-- Opening Marker --

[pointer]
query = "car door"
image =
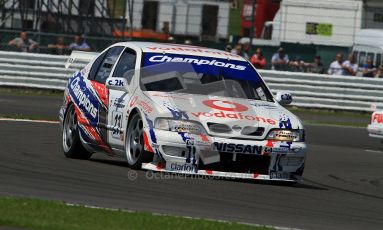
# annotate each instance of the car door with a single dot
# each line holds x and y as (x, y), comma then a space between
(99, 72)
(118, 99)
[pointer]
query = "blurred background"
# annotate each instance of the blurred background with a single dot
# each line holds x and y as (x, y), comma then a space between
(305, 29)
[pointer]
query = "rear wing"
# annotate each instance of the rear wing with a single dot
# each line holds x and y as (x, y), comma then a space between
(80, 56)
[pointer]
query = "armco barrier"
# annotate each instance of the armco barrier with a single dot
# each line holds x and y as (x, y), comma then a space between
(308, 90)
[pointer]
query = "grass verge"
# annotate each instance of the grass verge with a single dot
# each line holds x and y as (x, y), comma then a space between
(38, 214)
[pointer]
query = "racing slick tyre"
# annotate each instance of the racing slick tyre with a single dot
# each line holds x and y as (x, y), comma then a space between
(72, 145)
(134, 143)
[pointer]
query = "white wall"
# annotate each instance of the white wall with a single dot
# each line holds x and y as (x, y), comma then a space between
(184, 16)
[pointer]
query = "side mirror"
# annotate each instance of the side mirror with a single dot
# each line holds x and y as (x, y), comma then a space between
(284, 98)
(117, 83)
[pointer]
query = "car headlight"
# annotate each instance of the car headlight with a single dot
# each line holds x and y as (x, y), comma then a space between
(295, 135)
(184, 126)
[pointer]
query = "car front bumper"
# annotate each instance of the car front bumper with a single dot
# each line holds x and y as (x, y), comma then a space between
(231, 158)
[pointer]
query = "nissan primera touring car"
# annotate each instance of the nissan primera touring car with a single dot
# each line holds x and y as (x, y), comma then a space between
(183, 109)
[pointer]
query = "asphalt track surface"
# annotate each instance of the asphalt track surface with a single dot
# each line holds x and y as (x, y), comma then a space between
(343, 186)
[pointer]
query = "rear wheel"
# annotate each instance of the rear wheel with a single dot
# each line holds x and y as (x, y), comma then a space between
(134, 143)
(72, 145)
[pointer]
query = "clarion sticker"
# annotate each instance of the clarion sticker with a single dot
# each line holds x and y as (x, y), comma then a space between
(164, 58)
(237, 148)
(238, 116)
(182, 167)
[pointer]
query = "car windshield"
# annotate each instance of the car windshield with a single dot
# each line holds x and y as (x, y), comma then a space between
(202, 75)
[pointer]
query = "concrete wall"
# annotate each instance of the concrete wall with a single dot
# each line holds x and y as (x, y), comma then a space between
(344, 16)
(184, 16)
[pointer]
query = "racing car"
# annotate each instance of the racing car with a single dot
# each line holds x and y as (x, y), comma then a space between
(375, 128)
(182, 109)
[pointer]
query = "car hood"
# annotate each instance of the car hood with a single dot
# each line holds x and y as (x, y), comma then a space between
(236, 113)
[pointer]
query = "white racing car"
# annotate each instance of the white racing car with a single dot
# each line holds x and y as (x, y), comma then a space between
(184, 109)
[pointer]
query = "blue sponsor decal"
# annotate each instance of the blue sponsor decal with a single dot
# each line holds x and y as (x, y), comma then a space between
(285, 122)
(116, 82)
(84, 98)
(237, 148)
(201, 64)
(178, 114)
(151, 129)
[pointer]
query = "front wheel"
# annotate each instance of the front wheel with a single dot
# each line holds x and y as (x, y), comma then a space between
(134, 143)
(72, 145)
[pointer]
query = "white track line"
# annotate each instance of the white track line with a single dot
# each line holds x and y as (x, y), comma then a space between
(29, 120)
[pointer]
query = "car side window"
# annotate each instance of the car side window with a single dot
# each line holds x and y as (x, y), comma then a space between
(96, 65)
(126, 65)
(107, 63)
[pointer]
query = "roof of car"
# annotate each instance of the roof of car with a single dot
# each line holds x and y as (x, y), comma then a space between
(154, 47)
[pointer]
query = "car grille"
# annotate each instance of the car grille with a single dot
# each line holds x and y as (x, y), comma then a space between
(244, 163)
(246, 131)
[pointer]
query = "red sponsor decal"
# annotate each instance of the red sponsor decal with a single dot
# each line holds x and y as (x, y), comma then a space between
(204, 137)
(145, 106)
(160, 166)
(133, 101)
(238, 116)
(147, 144)
(225, 105)
(101, 91)
(378, 118)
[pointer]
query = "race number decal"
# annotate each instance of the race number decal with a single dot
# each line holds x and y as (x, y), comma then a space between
(116, 123)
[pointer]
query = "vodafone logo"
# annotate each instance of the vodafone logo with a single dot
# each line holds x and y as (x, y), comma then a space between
(225, 105)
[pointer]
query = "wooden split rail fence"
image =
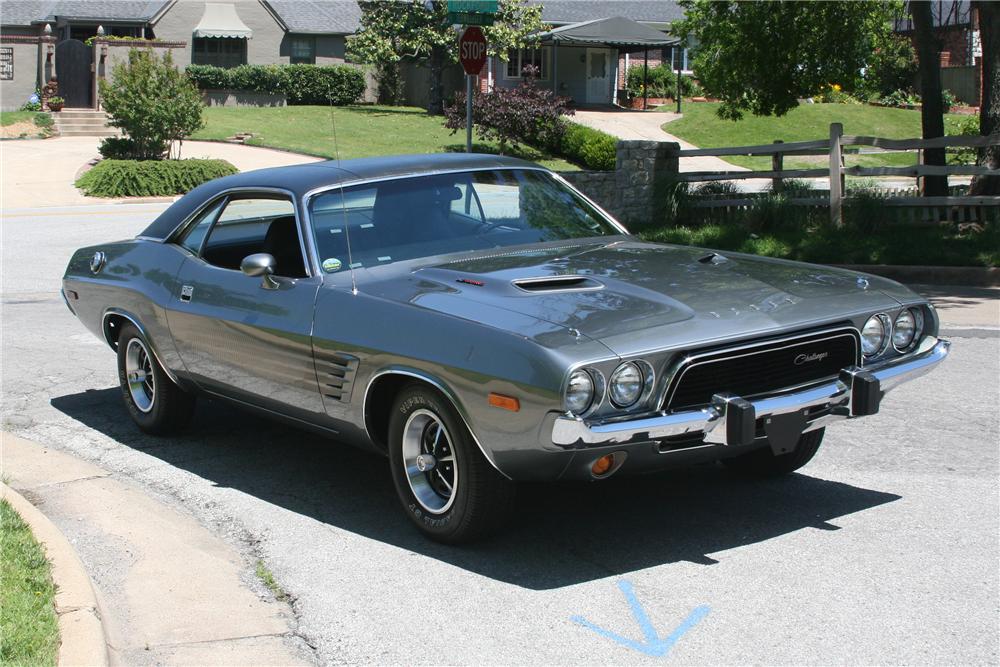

-- Closing Marker --

In the records above, each line with the string "side" should be copied.

query = "side mirror"
# annotate each instance of the side mirror with a single dot
query = "car side window"
# annotate each instance of the car side window with a single dot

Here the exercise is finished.